EXTRACT PROVIDED —
╭──
Democrats Split Over Whether to Kill Private Health Insurance

Democrats Split Over Whether to Kill Private Health Insurance

(Bloomberg) -- Democratic presidential candidates sparred over health-care policy in Tuesday night’s debate, including the political consequences of plans that could replace private health insurance with a single-payer government plan.

With Senators Elizabeth Warren and Bernie Sanders sharing the stage and united behind a single-payer Medicare for All system, more moderate contenders sought to cast their proposals as unrealistic, disruptive and politically suicidal.

The debate in Detroit highlighted one of the most fundamental splits among Democrats over whether to pursue sweeping changes that energize the party’s progressive wing or more incremental changes that might sit easier with moderate voters in swing states.

Support for single-payer coverage stands at about 51%, according to recent polling by the Kaiser Family Foundation, a nonprofit health research group. Proposals that would give people an option to buy into public insurance programs tend to garner more support than Medicare for All, which would replace private insurance entirely.

Among Democrats, 72% favor or strongly favor single-payer, with 20% opposed. But there’s significant support for more incremental approaches than what Sanders and Warren propose. About 55% of Democrats and Democratic-leaning independents prefer building on the Affordable Care Act to replacing it wholesale with Medicare for All, according to the Kaiser Foundation’s polling.

Former Representative John Delaney attacked Sanders, calling the Vermont lawmaker’s plans “impossible promises.”

Sanders argued that his proposal to transition to Medicare for All in four years is realistic, and said the proof was nearby.
╰──
RECORD EXTRACTS —
╭──
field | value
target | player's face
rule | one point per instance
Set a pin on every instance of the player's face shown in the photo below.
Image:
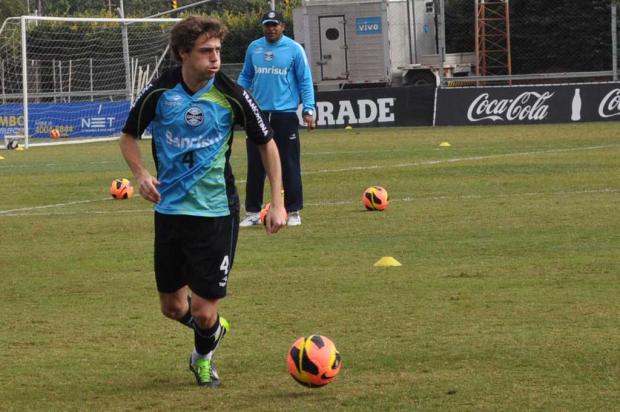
(273, 32)
(203, 60)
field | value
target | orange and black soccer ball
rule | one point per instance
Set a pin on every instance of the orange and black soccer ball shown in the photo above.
(313, 361)
(121, 189)
(263, 213)
(376, 198)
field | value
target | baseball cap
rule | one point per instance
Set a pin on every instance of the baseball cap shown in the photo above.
(273, 16)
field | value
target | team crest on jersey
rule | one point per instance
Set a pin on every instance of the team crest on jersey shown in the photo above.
(194, 116)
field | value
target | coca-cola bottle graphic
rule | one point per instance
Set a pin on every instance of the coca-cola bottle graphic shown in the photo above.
(576, 106)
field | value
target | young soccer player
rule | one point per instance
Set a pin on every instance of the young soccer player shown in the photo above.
(192, 110)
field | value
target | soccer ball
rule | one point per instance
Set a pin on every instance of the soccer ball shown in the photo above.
(376, 198)
(313, 361)
(263, 213)
(121, 189)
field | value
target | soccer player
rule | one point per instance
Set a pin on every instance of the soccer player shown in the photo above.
(191, 111)
(277, 73)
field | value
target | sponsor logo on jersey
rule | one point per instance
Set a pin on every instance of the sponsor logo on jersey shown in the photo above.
(256, 112)
(271, 70)
(194, 116)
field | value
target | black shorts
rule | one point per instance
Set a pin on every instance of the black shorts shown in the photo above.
(195, 251)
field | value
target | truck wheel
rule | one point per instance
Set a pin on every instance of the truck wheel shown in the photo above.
(420, 78)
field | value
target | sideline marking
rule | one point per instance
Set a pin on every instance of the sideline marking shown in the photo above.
(355, 168)
(16, 212)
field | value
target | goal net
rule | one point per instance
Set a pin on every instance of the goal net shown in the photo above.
(76, 76)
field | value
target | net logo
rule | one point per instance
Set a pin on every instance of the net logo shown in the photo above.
(97, 122)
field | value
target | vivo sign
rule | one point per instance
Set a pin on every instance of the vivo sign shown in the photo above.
(527, 106)
(583, 102)
(367, 25)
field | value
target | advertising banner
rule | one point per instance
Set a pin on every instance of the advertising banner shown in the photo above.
(528, 104)
(373, 107)
(86, 119)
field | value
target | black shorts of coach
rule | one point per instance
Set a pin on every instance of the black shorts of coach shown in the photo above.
(286, 135)
(195, 251)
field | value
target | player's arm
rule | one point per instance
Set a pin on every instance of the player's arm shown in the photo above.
(276, 216)
(306, 88)
(246, 77)
(147, 183)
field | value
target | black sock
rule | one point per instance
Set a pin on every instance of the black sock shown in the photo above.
(206, 340)
(188, 319)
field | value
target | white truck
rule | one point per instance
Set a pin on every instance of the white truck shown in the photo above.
(353, 44)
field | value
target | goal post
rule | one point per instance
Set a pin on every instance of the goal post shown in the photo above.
(76, 75)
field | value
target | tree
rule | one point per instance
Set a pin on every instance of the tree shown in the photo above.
(12, 9)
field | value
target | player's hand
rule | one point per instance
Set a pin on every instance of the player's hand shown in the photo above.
(275, 219)
(148, 187)
(309, 122)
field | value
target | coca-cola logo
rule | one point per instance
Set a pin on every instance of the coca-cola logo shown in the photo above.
(526, 106)
(610, 105)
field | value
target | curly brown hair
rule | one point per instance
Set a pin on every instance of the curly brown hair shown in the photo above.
(184, 33)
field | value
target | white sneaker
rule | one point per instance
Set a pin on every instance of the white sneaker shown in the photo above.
(294, 219)
(250, 219)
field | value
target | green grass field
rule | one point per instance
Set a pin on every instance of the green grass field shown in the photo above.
(507, 298)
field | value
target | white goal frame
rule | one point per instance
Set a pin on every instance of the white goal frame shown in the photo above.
(124, 22)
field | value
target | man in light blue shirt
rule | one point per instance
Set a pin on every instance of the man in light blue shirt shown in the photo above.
(277, 73)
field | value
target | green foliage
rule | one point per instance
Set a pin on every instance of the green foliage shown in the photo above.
(507, 298)
(11, 9)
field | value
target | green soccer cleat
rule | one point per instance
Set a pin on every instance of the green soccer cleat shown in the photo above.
(205, 372)
(204, 369)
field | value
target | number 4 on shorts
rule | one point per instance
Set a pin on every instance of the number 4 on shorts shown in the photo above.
(225, 266)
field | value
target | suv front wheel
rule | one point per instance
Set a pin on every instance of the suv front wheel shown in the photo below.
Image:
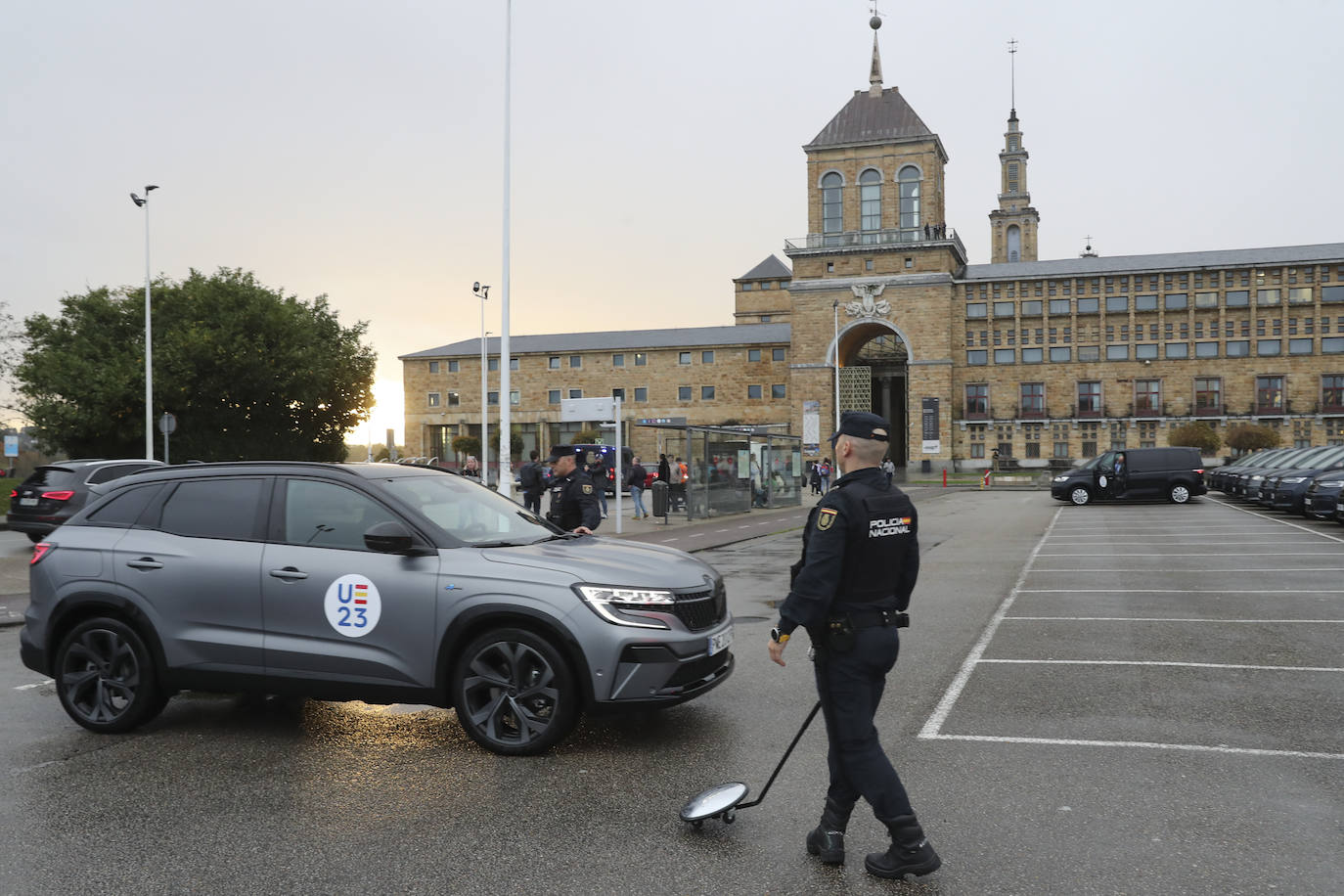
(514, 692)
(105, 677)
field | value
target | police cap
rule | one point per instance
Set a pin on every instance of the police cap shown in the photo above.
(862, 426)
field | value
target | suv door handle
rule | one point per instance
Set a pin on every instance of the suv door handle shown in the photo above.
(144, 563)
(288, 572)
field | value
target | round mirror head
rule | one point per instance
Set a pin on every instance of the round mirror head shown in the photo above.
(714, 801)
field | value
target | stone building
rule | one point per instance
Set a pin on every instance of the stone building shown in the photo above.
(1041, 360)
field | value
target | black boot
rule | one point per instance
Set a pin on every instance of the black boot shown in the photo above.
(910, 852)
(827, 840)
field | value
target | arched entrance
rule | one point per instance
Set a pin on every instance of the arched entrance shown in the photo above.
(874, 362)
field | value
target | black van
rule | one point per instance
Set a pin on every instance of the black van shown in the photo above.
(1172, 473)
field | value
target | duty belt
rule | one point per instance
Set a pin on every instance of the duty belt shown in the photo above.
(870, 618)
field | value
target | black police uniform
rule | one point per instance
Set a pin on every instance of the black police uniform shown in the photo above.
(574, 501)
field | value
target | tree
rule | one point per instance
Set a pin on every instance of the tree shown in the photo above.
(1251, 438)
(248, 371)
(1197, 434)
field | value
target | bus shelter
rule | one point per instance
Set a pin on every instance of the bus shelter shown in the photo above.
(730, 469)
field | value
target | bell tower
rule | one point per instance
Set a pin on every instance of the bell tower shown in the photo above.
(1013, 226)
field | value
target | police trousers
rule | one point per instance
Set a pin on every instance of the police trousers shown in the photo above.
(850, 686)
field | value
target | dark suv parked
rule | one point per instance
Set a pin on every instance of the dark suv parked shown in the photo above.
(363, 582)
(1174, 473)
(57, 492)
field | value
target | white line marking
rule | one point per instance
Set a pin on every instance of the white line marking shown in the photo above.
(1142, 744)
(949, 697)
(1160, 619)
(1159, 662)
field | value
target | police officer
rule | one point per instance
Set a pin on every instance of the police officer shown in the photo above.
(850, 590)
(573, 495)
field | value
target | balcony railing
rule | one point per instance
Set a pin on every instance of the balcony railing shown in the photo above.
(862, 238)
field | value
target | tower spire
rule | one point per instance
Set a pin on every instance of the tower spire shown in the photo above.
(875, 71)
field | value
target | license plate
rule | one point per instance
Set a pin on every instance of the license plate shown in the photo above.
(721, 641)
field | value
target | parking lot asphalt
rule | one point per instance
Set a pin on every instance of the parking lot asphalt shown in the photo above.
(1113, 698)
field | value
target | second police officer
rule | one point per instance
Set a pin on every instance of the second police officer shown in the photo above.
(574, 506)
(861, 559)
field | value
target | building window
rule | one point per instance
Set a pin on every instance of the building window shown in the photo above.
(870, 205)
(1032, 399)
(909, 184)
(1089, 398)
(1148, 396)
(832, 220)
(1269, 394)
(1208, 395)
(977, 400)
(1332, 394)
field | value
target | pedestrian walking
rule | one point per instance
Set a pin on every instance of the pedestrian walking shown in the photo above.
(573, 504)
(635, 478)
(850, 591)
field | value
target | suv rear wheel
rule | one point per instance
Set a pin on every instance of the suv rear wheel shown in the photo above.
(105, 677)
(514, 692)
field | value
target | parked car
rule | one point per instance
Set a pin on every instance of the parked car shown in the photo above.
(1175, 473)
(363, 582)
(56, 492)
(1322, 496)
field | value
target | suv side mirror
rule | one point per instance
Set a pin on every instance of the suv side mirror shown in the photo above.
(388, 538)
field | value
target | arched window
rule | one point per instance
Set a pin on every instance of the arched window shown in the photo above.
(832, 219)
(909, 180)
(870, 205)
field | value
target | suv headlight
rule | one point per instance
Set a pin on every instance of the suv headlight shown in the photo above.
(609, 602)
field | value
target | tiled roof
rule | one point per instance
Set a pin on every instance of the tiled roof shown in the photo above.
(867, 118)
(770, 269)
(615, 340)
(1273, 255)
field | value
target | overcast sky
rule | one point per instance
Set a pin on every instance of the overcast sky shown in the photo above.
(355, 148)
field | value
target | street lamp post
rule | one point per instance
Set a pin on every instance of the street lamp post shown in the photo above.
(150, 353)
(484, 291)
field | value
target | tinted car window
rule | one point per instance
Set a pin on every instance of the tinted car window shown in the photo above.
(330, 516)
(124, 510)
(214, 510)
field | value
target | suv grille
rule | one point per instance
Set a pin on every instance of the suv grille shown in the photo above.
(701, 608)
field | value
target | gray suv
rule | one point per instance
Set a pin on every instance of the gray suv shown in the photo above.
(363, 582)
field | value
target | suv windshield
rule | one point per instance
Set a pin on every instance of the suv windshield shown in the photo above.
(470, 512)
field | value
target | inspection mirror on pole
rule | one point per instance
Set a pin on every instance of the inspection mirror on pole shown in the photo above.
(578, 410)
(167, 425)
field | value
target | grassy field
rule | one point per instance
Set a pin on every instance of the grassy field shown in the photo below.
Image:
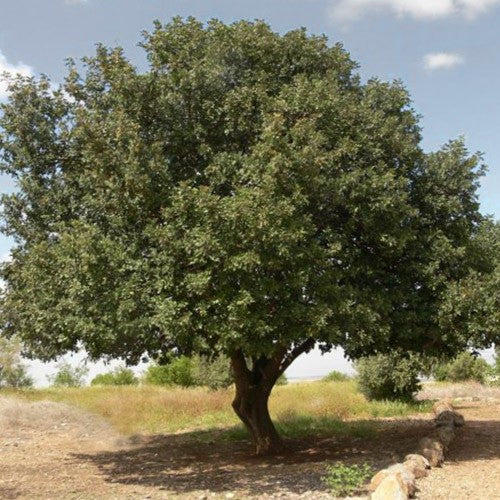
╰──
ASSIGNMENT A — Summarize the article on the Democratic split over private health insurance in two sentences.
ASSIGNMENT B — In the article on the Democratic split over private health insurance, what did former Representative John Delaney call Sanders's plans?

YOUR RESPONSE A — In Tuesday night's debate in Detroit, Democratic presidential candidates sparred over health care, with more moderate contenders casting the single-payer Medicare for All system backed by Senators Elizabeth Warren and Bernie Sanders as unrealistic, disruptive and politically suicidal. Kaiser Family Foundation polling puts support for single-payer at about 51% overall and 72% among Democrats, yet about 55% of Democrats and Democratic-leaning independents prefer building on the Affordable Care Act to replacing it wholesale with Medicare for All.

YOUR RESPONSE B — He called them "impossible promises."